#### [THE TASKS]
1. In the mailing-list thread on strings, what lesson does the writer say was learned back in 1980?
2. Carry on the mailing-list thread on strings from the point where it stops.

I am still in the dark about whether you want to view these things
as sequences of BYTEs, as encoded sequences of CODEPOINTS,
as encoded sequences of base-character+combining characters,
as sequence of grapheme clusters, or quite possibly as sequences
of tokens.

A lesson I learned back in 1980 is that "STRINGS ARE WRONG".
As Alan Perlis said, "The string is a stark data structure and
everywhere it is passed there is much duplication of process.
It is a perfect vehicle for hiding information."  Since then experience
has only reinforced this: if you are looking inside a string, then you
probably should not be using a string.

Take a step backwards.
What do these strings (binaries) *represent*?
What is the logical structure of the things you are representing?
Why do you want an operation that is completely insensitive
to that logical structure?
Can two different strings represent the same abstract concept?
What, if anything, does *part* of a string represent?

On Tue, 31 Mar 2020 at 02:45, I Gusti Ngurah Oka Prinarjaya
<okaprinarjaya@REDACTED> wrote:
>
> Hi All,
>
> Thank your very much for the answers,
>
> @Valentin Micic , Your lcs function skipping the "World" word. I need "o" and "World" also count.
>
> @Marc Worrel, Your function also similar with Valentine Micic's function.
>
> @Richard O'Keefe , I suppose substring or subsequence is same thing, but i think i am wrong, the point is, i need the function to also count
> "o" from <<"Hellaao World">>, and "World" from <<"Hello World">>
> from example: lcs(<<"Hello World">>, <<"Hellaao World">>)
>
> I think i need to make a NIF .
> I will try to make NIF based on this https://github.com/wollmers/c-lcs-bv wonderful example ANSI C code.
>
> I've try Pyrlang https://pyrlang.github.io/Pyrlang/ in the hope i that i can use / communicate with https://pypi.org/project/pylcs/ through:
> rpc:call('py@REDACTED', 'pylcs', 'lcs', [<<"Hello World">>,<<"Hellaao World">>])  in a python-process node but Pyrlang not help much in my case. still very slow
> because it run over the network.

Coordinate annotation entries
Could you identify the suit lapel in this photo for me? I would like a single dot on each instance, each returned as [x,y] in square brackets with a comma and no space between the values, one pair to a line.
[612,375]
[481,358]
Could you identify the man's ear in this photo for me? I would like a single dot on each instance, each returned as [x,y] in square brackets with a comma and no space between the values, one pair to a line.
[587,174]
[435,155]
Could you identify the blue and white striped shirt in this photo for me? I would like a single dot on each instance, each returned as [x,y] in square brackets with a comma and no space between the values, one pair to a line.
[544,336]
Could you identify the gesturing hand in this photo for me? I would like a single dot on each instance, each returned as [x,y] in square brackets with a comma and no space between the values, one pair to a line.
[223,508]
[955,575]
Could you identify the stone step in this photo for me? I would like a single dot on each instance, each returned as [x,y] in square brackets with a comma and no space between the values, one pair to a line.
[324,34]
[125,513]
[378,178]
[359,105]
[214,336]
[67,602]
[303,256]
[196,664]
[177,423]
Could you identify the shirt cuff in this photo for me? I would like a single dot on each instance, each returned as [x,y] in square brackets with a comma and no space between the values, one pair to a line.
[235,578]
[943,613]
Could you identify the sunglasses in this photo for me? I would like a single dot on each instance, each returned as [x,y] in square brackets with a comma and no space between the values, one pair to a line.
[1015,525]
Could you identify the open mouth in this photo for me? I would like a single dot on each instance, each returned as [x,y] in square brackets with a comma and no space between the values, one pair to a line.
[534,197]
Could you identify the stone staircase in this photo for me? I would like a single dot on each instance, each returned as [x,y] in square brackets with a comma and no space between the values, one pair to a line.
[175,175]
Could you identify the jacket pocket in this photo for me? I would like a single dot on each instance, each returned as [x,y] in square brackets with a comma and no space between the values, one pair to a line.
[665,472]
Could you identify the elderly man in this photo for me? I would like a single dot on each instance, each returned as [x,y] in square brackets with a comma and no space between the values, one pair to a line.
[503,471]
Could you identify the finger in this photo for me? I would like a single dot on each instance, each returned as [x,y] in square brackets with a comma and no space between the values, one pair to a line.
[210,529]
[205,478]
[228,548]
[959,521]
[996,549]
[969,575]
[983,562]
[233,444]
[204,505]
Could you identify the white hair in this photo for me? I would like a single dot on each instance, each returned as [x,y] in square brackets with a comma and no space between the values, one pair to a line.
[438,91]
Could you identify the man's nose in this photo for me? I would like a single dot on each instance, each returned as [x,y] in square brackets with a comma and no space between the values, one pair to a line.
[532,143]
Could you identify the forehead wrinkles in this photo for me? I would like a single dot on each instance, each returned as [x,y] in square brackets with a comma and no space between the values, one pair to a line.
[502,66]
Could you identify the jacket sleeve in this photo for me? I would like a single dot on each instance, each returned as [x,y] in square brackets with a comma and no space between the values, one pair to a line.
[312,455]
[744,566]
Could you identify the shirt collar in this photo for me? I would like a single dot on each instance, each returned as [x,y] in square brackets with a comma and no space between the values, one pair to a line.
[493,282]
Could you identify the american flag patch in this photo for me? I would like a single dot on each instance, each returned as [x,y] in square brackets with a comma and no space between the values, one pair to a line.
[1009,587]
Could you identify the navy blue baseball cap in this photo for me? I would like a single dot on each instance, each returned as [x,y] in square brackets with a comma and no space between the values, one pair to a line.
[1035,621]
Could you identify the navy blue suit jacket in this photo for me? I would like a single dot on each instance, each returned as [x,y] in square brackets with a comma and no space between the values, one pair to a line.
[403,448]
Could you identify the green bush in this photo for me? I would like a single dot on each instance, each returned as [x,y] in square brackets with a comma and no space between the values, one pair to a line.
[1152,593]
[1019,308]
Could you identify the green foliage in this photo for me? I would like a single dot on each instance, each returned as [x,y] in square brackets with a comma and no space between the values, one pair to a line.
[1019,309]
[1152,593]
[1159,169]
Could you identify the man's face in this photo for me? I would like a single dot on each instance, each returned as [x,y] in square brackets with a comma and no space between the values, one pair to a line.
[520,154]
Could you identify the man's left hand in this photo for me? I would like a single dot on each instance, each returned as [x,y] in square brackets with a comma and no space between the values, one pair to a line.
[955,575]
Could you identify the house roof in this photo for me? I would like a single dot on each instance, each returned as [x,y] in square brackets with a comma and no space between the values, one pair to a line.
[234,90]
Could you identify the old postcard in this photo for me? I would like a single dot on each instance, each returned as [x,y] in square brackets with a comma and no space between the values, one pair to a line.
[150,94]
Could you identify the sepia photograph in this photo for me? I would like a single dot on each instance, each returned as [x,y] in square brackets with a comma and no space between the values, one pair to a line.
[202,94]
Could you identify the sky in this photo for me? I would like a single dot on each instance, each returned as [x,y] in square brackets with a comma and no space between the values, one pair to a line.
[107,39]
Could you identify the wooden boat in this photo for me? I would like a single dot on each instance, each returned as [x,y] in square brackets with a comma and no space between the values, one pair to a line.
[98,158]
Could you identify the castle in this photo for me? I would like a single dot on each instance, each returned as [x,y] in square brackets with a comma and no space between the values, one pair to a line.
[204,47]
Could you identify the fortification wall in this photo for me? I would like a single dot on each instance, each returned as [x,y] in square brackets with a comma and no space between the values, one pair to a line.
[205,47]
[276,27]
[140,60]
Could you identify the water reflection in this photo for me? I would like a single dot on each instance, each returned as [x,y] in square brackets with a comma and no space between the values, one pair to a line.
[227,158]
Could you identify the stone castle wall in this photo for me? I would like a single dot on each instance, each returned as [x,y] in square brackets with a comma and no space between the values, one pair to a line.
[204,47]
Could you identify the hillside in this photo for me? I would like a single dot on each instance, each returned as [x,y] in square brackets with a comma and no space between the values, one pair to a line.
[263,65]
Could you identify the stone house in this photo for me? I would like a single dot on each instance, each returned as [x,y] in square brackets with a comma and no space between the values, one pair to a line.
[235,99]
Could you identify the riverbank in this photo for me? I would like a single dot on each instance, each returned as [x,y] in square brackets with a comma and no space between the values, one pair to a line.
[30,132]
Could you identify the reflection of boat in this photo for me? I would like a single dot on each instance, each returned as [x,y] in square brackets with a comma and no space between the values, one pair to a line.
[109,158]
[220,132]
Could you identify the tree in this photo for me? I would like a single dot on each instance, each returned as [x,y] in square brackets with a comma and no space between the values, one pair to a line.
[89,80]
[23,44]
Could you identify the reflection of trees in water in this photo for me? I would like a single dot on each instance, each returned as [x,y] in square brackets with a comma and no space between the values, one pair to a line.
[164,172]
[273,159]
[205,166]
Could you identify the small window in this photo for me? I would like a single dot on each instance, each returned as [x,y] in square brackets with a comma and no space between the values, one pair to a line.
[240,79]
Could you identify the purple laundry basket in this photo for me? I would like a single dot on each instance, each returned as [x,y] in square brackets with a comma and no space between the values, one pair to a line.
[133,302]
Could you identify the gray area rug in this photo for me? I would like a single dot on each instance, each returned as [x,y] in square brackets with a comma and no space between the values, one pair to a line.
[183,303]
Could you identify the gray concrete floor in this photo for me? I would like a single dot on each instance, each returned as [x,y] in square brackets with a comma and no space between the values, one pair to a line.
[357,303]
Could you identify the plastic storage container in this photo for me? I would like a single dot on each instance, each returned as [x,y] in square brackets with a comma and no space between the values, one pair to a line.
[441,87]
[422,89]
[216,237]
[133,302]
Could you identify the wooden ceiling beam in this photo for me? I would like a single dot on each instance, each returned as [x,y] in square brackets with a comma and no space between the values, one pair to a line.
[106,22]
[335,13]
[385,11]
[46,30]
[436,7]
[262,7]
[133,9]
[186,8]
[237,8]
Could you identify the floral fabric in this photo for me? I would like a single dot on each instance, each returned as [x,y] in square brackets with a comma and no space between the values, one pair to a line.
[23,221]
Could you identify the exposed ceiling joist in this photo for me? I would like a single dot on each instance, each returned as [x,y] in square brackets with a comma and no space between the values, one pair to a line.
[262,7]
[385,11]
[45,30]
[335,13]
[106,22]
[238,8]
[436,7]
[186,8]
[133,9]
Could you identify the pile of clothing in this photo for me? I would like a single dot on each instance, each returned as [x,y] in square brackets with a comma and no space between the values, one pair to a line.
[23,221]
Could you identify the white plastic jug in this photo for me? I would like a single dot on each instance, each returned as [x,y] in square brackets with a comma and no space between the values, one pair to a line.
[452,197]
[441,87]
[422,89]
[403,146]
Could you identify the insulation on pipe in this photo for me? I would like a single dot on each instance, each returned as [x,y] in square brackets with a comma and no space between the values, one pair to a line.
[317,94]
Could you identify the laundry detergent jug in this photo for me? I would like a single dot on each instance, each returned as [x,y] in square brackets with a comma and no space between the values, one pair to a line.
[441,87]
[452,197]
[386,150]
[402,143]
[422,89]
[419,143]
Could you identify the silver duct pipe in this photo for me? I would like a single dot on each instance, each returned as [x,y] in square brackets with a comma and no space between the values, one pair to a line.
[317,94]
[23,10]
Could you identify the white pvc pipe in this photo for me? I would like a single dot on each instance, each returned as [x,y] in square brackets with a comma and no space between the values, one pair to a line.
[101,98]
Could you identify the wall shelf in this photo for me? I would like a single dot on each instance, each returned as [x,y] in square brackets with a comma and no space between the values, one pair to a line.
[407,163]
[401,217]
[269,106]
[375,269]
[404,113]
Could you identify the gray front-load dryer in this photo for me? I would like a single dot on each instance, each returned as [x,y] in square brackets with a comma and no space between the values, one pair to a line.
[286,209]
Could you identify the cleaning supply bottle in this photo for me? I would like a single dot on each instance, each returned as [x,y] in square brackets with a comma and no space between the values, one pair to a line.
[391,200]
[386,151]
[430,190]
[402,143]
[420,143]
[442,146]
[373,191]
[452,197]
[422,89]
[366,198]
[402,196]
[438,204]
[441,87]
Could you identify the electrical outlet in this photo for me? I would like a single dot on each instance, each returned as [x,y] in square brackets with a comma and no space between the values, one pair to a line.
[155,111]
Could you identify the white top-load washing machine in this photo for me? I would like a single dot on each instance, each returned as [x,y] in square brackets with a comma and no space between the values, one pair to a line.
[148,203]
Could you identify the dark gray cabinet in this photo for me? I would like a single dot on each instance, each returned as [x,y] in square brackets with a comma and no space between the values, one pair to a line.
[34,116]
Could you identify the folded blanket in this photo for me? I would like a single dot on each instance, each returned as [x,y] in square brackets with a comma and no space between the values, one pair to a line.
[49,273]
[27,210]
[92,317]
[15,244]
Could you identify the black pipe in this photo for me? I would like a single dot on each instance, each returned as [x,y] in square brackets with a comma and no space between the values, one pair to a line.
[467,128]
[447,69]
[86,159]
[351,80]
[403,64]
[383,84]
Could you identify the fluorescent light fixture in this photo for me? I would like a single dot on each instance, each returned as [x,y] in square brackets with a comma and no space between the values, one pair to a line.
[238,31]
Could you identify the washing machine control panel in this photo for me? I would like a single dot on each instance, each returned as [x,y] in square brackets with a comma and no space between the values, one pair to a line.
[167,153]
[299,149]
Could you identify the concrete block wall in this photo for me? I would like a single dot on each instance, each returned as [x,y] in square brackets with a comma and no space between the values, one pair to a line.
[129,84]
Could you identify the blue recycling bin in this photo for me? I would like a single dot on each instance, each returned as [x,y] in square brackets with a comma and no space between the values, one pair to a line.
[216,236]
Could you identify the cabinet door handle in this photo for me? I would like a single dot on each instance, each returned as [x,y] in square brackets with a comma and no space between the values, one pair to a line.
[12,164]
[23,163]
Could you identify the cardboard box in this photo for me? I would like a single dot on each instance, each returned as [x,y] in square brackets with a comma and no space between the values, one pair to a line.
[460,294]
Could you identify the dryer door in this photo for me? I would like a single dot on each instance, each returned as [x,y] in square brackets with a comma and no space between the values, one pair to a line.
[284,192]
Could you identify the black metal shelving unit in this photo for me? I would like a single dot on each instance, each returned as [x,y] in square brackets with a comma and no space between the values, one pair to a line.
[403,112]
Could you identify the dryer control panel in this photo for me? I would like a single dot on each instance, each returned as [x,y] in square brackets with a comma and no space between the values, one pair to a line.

#### [TASK ANSWERS]
1. That "STRINGS ARE WRONG."

2.
>
>
>
>
> Pada tanggal Sen, 30 Mar 2020 pukul 20.08 Ben Murphy <benmmurphy@REDACTED> menulis:
>>
>> Hi,
>>
>> I think the implementation on rosetta code is slightly broken from a
>> performance point of view. Usually, if you are memoising in this
>> problem you would use the offsets for where you are in the string. So
>> if you were writing in an imperative language you would just have a N
>> x M array. Obviously, you can't do this in Erlang so they are storing
>> stuff in a dictionary. However, for the keys it looks like they are
>> using the string/list for the key instead of the offset. This means
>> the dict code will have to iterate over the remaining bit of the
>> string for every lookup. So instead of being O(NxM) you end up with an
>> algorithm that is O(NxMx(N + M)). So instead of being quadratic it
>> gives you cubic performance. This might explain why it is so slow.
>> Note: I haven't included the log() term that is introduced by the
>> dictionary lookup that can't be avoided in Erlang.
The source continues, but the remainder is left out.